WORK REQUEST »
Give back the records that follow exactly, images excluded.

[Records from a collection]

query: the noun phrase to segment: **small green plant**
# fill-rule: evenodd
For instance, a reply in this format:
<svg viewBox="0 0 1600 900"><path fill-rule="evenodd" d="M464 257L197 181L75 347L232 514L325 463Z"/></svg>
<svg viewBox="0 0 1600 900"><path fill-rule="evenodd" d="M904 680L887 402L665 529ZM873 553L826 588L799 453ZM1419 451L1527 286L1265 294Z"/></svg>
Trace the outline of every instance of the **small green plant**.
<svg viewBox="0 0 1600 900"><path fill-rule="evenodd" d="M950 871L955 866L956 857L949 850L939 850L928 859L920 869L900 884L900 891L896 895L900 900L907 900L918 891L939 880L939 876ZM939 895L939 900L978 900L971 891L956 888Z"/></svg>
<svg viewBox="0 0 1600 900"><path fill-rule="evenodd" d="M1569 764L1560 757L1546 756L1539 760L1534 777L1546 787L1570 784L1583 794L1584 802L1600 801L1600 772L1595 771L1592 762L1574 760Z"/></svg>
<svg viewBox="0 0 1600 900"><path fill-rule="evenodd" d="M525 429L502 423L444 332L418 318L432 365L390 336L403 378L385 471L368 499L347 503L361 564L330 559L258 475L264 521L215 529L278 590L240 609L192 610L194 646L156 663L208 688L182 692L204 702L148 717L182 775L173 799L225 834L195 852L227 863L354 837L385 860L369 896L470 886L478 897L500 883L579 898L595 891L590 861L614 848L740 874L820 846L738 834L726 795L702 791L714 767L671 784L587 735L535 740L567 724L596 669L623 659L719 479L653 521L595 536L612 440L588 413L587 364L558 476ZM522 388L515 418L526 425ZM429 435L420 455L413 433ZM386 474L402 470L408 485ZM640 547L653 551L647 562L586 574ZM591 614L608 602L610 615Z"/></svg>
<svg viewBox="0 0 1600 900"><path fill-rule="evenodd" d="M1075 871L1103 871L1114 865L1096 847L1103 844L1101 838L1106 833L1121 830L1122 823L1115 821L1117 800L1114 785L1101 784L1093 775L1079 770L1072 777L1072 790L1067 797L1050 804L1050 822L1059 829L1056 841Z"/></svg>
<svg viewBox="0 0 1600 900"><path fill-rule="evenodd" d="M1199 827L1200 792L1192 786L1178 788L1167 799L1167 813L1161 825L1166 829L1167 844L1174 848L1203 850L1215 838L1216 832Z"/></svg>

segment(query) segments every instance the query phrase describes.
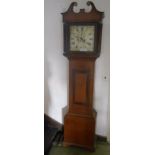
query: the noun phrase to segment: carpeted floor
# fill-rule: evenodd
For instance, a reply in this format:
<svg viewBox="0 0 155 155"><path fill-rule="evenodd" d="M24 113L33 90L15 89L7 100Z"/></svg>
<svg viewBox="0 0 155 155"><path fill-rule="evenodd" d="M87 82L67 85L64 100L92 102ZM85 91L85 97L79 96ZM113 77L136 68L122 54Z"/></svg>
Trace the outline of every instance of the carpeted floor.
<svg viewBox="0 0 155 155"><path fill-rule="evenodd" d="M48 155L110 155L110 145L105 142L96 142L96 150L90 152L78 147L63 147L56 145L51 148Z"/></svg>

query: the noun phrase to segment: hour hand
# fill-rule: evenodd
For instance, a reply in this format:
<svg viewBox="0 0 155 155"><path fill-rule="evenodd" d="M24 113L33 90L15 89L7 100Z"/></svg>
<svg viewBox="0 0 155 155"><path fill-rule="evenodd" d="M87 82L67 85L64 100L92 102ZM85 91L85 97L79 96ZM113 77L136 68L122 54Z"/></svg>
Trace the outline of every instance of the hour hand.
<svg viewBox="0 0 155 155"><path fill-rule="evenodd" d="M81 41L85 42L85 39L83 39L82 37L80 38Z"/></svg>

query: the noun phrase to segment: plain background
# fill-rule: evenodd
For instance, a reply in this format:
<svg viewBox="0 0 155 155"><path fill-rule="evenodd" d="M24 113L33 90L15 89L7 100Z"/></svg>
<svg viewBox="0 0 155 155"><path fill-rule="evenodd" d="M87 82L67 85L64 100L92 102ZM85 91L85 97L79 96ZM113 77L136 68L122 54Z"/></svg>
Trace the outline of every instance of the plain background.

WRITTEN ANSWER »
query: the noun phrase to segment: **small green plant**
# fill-rule: evenodd
For instance, a reply in this format:
<svg viewBox="0 0 1600 900"><path fill-rule="evenodd" d="M464 257L197 181L75 347L232 514L325 463Z"/></svg>
<svg viewBox="0 0 1600 900"><path fill-rule="evenodd" d="M904 680L887 402L665 529ZM873 553L826 588L799 453ZM1419 451L1527 286L1265 294Z"/></svg>
Trace the outline of every instance of the **small green plant**.
<svg viewBox="0 0 1600 900"><path fill-rule="evenodd" d="M950 871L955 866L956 857L949 850L939 850L928 859L920 869L900 884L900 891L896 895L900 900L907 900L918 891L939 880L939 876ZM939 895L939 900L978 900L971 891L956 888Z"/></svg>
<svg viewBox="0 0 1600 900"><path fill-rule="evenodd" d="M1569 764L1560 757L1546 756L1539 760L1534 777L1546 787L1570 784L1583 794L1584 802L1600 801L1600 772L1595 771L1592 762L1574 760Z"/></svg>
<svg viewBox="0 0 1600 900"><path fill-rule="evenodd" d="M525 429L502 423L444 332L418 318L432 365L390 336L403 378L385 471L368 499L347 503L361 564L330 559L258 475L264 521L215 529L278 590L240 609L192 610L194 646L156 663L208 688L182 692L204 702L148 717L182 775L173 799L225 834L195 852L227 863L354 837L385 860L369 896L470 886L478 897L500 883L579 898L595 891L590 861L614 848L740 874L820 846L738 834L726 795L702 791L714 767L671 784L587 735L535 740L567 724L596 669L623 659L719 479L653 521L595 536L612 440L588 413L587 364L558 476ZM522 388L515 418L526 425ZM429 435L420 455L413 433ZM386 474L402 470L408 485ZM640 547L653 551L647 562L586 574ZM591 614L608 602L610 615Z"/></svg>
<svg viewBox="0 0 1600 900"><path fill-rule="evenodd" d="M1075 871L1103 871L1114 865L1096 847L1103 844L1101 838L1106 833L1121 830L1122 823L1115 821L1117 800L1114 785L1101 784L1093 775L1079 770L1072 777L1072 790L1067 797L1050 804L1050 822L1059 829L1056 841Z"/></svg>
<svg viewBox="0 0 1600 900"><path fill-rule="evenodd" d="M1199 827L1200 792L1192 786L1178 788L1167 799L1167 813L1161 825L1166 829L1167 844L1174 848L1203 850L1215 838L1216 832Z"/></svg>

segment(query) segments every instance the query phrase describes.
query: the noun phrase to segment: carpeted floor
# fill-rule: evenodd
For instance, a reply in this format:
<svg viewBox="0 0 155 155"><path fill-rule="evenodd" d="M24 113L33 90L15 89L7 100Z"/></svg>
<svg viewBox="0 0 155 155"><path fill-rule="evenodd" d="M87 82L67 85L64 100L92 102ZM85 91L85 97L79 96ZM113 77L136 68L122 54Z"/></svg>
Trace the outline of every instance of the carpeted floor.
<svg viewBox="0 0 155 155"><path fill-rule="evenodd" d="M48 155L110 155L110 145L105 142L96 142L96 150L90 152L78 147L63 147L56 145L51 148Z"/></svg>

query: the noun phrase to segment: hour hand
# fill-rule: evenodd
For instance, a reply in this format:
<svg viewBox="0 0 155 155"><path fill-rule="evenodd" d="M24 113L33 90L15 89L7 100Z"/></svg>
<svg viewBox="0 0 155 155"><path fill-rule="evenodd" d="M87 82L67 85L64 100L92 102ZM85 91L85 97L79 96ZM113 77L136 68L122 54Z"/></svg>
Trace the outline of every instance of the hour hand.
<svg viewBox="0 0 155 155"><path fill-rule="evenodd" d="M81 41L85 42L85 39L83 39L82 37L80 38Z"/></svg>

query: the noun phrase to segment: plain background
# fill-rule: evenodd
For instance, a reply in this format:
<svg viewBox="0 0 155 155"><path fill-rule="evenodd" d="M24 113L33 90L15 89L7 100Z"/></svg>
<svg viewBox="0 0 155 155"><path fill-rule="evenodd" d="M87 82L67 85L64 100L92 102ZM85 91L85 97L79 96ZM113 77L136 68L122 54Z"/></svg>
Trace the outline of every instance of the plain background.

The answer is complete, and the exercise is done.